[Input rows]
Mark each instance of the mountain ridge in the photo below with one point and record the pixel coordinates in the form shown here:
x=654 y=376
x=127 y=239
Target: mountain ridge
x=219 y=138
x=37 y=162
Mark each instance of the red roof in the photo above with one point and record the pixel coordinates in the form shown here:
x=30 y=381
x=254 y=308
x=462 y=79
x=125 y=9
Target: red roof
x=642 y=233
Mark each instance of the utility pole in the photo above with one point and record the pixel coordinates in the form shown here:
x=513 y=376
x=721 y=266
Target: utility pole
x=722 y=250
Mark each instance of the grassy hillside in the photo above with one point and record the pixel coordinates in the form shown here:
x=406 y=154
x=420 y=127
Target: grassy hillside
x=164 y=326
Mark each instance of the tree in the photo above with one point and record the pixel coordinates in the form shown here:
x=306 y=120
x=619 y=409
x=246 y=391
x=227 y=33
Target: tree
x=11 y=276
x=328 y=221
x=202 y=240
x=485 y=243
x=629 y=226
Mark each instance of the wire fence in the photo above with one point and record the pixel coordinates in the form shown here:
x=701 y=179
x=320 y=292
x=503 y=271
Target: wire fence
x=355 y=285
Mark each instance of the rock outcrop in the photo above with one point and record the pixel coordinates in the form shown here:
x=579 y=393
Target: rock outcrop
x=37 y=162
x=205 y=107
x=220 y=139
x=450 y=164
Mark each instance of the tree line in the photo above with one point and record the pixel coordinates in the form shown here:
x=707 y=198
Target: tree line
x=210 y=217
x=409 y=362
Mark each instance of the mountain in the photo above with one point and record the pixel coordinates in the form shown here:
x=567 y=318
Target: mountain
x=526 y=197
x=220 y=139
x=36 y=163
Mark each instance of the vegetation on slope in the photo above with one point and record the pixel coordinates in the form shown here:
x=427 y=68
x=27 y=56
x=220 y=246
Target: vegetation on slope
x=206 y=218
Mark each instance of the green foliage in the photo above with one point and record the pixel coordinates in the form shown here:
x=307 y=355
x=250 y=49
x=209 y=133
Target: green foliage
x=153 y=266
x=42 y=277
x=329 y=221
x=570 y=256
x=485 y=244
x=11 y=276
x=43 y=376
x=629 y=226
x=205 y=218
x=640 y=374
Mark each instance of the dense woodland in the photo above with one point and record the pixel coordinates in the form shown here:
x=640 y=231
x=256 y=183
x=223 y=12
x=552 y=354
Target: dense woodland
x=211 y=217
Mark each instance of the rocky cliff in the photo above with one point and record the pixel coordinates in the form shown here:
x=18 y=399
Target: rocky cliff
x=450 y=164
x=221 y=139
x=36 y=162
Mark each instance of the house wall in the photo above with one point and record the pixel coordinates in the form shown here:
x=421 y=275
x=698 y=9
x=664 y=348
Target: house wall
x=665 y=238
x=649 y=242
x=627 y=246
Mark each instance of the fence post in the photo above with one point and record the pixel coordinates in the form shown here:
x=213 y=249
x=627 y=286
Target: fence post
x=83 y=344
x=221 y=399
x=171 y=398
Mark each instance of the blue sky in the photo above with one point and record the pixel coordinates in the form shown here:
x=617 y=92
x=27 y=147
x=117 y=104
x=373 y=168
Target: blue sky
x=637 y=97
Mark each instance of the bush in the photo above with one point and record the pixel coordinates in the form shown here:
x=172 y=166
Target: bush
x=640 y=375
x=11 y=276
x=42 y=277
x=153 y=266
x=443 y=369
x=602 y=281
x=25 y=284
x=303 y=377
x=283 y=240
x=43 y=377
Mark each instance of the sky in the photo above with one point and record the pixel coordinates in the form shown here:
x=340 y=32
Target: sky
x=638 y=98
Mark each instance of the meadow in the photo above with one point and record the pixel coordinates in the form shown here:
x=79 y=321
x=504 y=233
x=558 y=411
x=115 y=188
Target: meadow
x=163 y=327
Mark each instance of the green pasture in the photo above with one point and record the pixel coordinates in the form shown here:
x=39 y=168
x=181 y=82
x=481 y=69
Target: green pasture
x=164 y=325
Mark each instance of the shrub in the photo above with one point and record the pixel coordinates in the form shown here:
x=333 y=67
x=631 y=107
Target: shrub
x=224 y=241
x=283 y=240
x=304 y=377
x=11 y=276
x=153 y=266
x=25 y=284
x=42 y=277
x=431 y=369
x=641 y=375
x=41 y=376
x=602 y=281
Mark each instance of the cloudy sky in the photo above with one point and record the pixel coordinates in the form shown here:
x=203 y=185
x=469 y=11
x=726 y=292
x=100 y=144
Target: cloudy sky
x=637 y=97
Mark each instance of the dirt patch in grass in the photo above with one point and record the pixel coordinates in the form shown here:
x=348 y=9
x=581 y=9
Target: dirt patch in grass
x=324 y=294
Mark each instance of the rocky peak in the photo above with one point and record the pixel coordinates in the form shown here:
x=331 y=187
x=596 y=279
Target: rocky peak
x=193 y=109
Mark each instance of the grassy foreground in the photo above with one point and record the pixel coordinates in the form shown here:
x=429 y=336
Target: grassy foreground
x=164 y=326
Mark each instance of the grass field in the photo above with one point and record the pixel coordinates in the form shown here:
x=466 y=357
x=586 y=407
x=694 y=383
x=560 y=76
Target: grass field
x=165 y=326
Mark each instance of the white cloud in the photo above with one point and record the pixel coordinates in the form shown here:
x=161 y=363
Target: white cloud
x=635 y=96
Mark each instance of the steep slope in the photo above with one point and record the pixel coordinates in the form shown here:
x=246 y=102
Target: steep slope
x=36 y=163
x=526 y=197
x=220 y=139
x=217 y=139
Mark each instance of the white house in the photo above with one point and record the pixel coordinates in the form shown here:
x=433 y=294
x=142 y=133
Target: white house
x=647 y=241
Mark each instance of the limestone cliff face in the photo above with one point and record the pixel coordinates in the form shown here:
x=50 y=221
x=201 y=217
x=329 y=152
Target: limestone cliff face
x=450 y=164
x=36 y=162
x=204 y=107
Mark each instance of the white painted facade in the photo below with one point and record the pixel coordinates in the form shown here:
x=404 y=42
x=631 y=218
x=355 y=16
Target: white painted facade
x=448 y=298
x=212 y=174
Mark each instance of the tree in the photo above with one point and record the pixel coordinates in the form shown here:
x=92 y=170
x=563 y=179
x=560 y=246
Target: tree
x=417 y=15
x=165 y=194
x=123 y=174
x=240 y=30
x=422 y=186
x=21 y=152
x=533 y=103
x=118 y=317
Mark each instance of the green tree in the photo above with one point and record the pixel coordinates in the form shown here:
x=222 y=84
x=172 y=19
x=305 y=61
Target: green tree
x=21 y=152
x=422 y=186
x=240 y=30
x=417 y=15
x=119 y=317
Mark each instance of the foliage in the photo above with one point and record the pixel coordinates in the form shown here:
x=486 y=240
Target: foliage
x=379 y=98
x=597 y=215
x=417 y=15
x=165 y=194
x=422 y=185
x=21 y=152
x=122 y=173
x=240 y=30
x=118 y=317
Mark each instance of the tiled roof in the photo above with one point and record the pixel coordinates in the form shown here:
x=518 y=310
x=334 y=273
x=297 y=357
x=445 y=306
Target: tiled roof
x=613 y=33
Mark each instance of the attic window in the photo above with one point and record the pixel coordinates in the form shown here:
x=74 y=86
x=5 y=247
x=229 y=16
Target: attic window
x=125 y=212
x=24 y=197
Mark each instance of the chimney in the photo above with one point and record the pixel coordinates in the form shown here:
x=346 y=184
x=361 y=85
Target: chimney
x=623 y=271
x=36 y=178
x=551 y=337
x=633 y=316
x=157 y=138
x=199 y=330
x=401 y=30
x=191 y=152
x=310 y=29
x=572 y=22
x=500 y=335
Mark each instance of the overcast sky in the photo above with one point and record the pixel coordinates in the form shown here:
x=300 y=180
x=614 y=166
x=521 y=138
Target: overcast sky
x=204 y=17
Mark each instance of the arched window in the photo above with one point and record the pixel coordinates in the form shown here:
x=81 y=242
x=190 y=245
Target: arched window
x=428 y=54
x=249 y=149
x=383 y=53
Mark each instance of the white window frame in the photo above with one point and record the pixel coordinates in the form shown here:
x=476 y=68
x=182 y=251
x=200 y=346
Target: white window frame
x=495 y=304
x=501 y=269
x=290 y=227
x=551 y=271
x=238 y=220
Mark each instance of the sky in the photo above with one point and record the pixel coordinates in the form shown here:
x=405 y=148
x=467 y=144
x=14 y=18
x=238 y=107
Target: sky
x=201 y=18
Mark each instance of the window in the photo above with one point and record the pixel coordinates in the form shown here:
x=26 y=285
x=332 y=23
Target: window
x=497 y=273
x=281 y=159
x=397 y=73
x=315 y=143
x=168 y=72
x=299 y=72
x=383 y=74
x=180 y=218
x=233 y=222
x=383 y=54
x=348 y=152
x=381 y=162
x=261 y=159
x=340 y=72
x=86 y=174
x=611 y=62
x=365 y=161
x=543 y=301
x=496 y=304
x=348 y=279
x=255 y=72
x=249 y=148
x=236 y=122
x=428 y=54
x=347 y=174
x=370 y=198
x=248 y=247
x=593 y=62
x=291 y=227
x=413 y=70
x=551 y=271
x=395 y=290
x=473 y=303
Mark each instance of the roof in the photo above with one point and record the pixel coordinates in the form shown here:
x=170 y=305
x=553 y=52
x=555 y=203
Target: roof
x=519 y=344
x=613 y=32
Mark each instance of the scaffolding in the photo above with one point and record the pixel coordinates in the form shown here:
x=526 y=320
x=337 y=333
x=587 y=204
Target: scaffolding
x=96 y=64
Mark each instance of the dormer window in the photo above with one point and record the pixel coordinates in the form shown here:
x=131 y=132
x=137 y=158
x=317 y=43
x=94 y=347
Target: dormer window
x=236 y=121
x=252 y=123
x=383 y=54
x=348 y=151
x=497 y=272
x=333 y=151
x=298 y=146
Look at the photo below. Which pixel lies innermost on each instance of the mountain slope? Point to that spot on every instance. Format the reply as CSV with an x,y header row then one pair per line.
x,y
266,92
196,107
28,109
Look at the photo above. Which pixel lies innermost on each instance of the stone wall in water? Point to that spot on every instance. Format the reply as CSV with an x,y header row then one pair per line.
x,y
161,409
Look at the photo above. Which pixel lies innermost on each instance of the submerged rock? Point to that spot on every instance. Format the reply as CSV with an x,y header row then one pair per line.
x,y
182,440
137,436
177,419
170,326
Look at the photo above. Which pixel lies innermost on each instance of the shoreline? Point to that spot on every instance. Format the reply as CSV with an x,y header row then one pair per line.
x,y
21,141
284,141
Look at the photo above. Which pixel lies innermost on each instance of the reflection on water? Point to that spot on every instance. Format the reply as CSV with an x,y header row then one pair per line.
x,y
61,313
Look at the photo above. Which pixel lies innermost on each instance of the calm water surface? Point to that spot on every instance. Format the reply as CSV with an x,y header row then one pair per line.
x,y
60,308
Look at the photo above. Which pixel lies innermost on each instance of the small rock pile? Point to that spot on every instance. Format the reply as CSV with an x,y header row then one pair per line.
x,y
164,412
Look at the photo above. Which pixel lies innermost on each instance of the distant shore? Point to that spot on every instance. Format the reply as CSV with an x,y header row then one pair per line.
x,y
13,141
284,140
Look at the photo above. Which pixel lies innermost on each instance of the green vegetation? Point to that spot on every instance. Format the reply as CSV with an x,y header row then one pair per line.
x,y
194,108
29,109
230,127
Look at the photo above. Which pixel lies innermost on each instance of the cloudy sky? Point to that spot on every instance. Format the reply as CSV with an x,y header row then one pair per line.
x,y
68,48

[Task details] Put the data lines into a Markdown table with the columns Row and Line, one numbered row per line and no blank lines. Begin at the line that has "Mark each instance of the shrub" and stop after the line that has "x=647 y=241".

[Final result]
| Row | Line |
|---|---|
| 1 | Mark each instance of the shrub in the photo above with one point and record the pixel coordinates in the form shown here: |
| 2 | x=333 y=67 |
| 3 | x=631 y=107 |
| 4 | Target: shrub |
| 5 | x=224 y=241 |
| 6 | x=283 y=240 |
| 7 | x=304 y=377 |
| 8 | x=11 y=276 |
| 9 | x=153 y=266 |
| 10 | x=25 y=284 |
| 11 | x=42 y=277 |
| 12 | x=431 y=369 |
| 13 | x=641 y=375 |
| 14 | x=41 y=376 |
| 15 | x=602 y=281 |
| 16 | Mark each instance of the cloudy sky in the photo above with one point and record the pixel coordinates in the form shown here: |
| 17 | x=203 y=185 |
| 18 | x=469 y=11 |
| 19 | x=726 y=292 |
| 20 | x=100 y=144 |
| 21 | Target: cloudy sky |
| 22 | x=637 y=97 |
| 23 | Mark each instance of the dirt patch in grass in the photo above with one point and record the pixel coordinates in the form shown here: |
| 24 | x=348 y=9 |
| 25 | x=581 y=9 |
| 26 | Target: dirt patch in grass |
| 27 | x=324 y=294 |
| 28 | Mark each instance of the rocky peak in the photo above with one point and record the pixel coordinates in the form shown here: |
| 29 | x=331 y=187 |
| 30 | x=596 y=279 |
| 31 | Target: rocky peak |
| 32 | x=193 y=109 |
| 33 | Mark each instance of the grassy foreground in the photo above with one point and record the pixel coordinates in the form shown here: |
| 34 | x=429 y=336 |
| 35 | Target: grassy foreground |
| 36 | x=164 y=326 |
| 37 | Mark each instance of the grass field in the photo above with one point and record the pixel coordinates in the form shown here: |
| 38 | x=466 y=357 |
| 39 | x=586 y=407 |
| 40 | x=694 y=383 |
| 41 | x=560 y=76 |
| 42 | Target: grass field |
| 43 | x=165 y=326 |
| 44 | Mark each instance of the white cloud in the photo above with one point and record the pixel coordinates in the form shown here: |
| 45 | x=161 y=363 |
| 46 | Target: white cloud |
| 47 | x=635 y=96 |
| 48 | Mark each instance of the steep slope in the photo above with one point and record the pixel coordinates in the form shown here: |
| 49 | x=246 y=102 |
| 50 | Target: steep slope |
| 51 | x=36 y=163 |
| 52 | x=526 y=197 |
| 53 | x=220 y=139 |
| 54 | x=217 y=139 |
| 55 | Mark each instance of the white house in the photo above with one point and record the pixel coordinates in the form shown here: |
| 56 | x=433 y=294 |
| 57 | x=142 y=133 |
| 58 | Target: white house |
| 59 | x=647 y=241 |